#### WORK TO COMPLETE
Starting from the line that holds "target | red flower", print every line through the end of the records, first and last included.

#### DATA SHOWN
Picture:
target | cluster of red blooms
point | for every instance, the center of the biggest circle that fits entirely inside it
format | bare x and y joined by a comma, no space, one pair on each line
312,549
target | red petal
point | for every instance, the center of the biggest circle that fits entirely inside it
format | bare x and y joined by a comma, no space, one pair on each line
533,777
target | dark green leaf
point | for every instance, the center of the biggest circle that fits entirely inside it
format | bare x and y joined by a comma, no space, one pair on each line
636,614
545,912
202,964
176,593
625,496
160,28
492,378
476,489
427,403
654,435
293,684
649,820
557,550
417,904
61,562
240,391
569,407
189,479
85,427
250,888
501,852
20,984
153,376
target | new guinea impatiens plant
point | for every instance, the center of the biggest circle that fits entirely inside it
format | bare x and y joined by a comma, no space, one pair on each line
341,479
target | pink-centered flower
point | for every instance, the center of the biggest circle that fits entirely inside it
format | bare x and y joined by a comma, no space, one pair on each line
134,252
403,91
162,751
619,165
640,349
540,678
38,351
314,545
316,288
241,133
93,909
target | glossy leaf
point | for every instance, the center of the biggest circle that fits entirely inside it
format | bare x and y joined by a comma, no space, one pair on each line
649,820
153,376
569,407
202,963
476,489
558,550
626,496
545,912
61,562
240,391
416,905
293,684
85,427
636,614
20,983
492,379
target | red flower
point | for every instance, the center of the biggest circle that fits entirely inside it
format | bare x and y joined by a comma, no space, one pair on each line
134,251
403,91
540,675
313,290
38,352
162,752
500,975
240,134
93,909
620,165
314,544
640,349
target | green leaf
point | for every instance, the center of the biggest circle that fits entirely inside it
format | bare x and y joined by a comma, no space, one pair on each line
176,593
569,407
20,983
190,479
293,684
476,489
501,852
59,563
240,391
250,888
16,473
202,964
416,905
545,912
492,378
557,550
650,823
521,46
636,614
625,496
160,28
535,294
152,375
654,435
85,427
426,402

#### TASK OUTPUT
target | red flower
point | for every instance, the center of the biggest circle that fits entirely inside it
format | bare x and y joined by a comma, no space, one pair on each line
134,251
403,91
540,675
313,290
38,352
162,752
500,975
240,134
93,909
620,165
314,544
640,349
target | green leaf
point | for every instance, the center of the biggest circle that fits entirely inside it
format | bare x and y joined by a comma, no space, one pair on each line
176,593
569,407
20,983
190,479
293,684
476,489
501,852
59,563
240,391
250,888
16,473
202,964
416,905
545,912
492,378
557,550
650,823
521,46
636,614
625,496
160,28
535,294
152,375
654,435
85,427
426,402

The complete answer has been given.